→ **PROBLEM DESCRIPTION**: Reproduce the data exactly as it appears, starting at the line that contains "Where in the drawing above does the red" and continuing through the end of the data, both ends included.

→ **RECORD EXCERPTS**:
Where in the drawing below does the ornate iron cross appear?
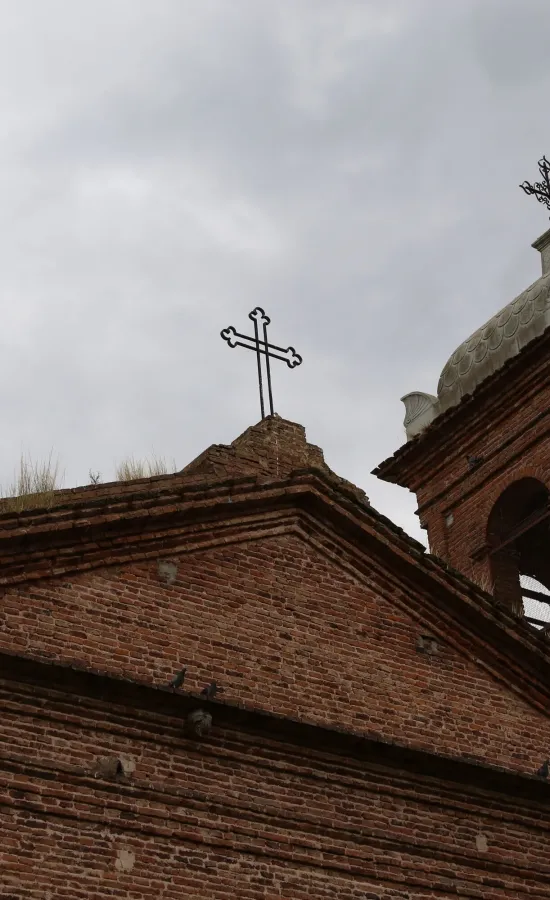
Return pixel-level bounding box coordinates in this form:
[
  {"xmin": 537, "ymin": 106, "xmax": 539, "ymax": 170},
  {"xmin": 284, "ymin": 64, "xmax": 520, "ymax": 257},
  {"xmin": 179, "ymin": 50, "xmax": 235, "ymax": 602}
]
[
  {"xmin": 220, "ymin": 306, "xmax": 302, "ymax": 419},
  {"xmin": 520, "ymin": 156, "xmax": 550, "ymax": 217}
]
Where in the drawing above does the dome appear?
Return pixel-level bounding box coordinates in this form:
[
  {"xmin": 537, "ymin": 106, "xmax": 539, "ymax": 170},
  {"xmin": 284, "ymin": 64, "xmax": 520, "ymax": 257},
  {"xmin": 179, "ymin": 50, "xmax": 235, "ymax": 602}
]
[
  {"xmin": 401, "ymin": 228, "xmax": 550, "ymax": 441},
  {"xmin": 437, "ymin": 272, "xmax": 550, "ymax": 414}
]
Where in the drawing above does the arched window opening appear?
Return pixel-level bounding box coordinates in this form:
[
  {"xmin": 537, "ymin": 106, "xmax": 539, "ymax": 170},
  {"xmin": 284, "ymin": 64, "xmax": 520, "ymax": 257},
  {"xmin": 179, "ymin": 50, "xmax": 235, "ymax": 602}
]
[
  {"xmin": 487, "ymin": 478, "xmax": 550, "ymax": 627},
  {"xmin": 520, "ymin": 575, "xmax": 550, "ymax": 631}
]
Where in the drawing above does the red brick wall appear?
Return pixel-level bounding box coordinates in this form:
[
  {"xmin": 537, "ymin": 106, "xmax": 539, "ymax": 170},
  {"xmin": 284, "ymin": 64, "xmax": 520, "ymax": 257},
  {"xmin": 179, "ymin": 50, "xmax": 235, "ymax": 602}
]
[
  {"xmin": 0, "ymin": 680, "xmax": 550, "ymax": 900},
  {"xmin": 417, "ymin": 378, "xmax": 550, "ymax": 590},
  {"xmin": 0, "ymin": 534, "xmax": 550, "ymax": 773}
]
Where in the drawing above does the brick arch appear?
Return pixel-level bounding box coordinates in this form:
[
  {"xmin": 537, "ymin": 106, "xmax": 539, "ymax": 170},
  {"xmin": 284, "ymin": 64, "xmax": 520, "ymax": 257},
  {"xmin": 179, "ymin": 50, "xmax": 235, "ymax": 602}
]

→ **ANSWER FOR THE TASK**:
Where in the drawing above does the red brick wall appear?
Return pixel-level bounding box coordinates in this form:
[
  {"xmin": 537, "ymin": 106, "xmax": 539, "ymax": 170},
  {"xmin": 284, "ymin": 64, "xmax": 520, "ymax": 257},
  {"xmin": 179, "ymin": 50, "xmax": 235, "ymax": 602}
]
[
  {"xmin": 0, "ymin": 680, "xmax": 550, "ymax": 900},
  {"xmin": 417, "ymin": 378, "xmax": 550, "ymax": 590},
  {"xmin": 0, "ymin": 534, "xmax": 550, "ymax": 773}
]
Where in the drawing above does the brick arch appear?
Return pixel-level bounding box coordinates in this form:
[
  {"xmin": 537, "ymin": 106, "xmax": 539, "ymax": 170},
  {"xmin": 284, "ymin": 64, "xmax": 520, "ymax": 257},
  {"xmin": 179, "ymin": 50, "xmax": 235, "ymax": 602}
]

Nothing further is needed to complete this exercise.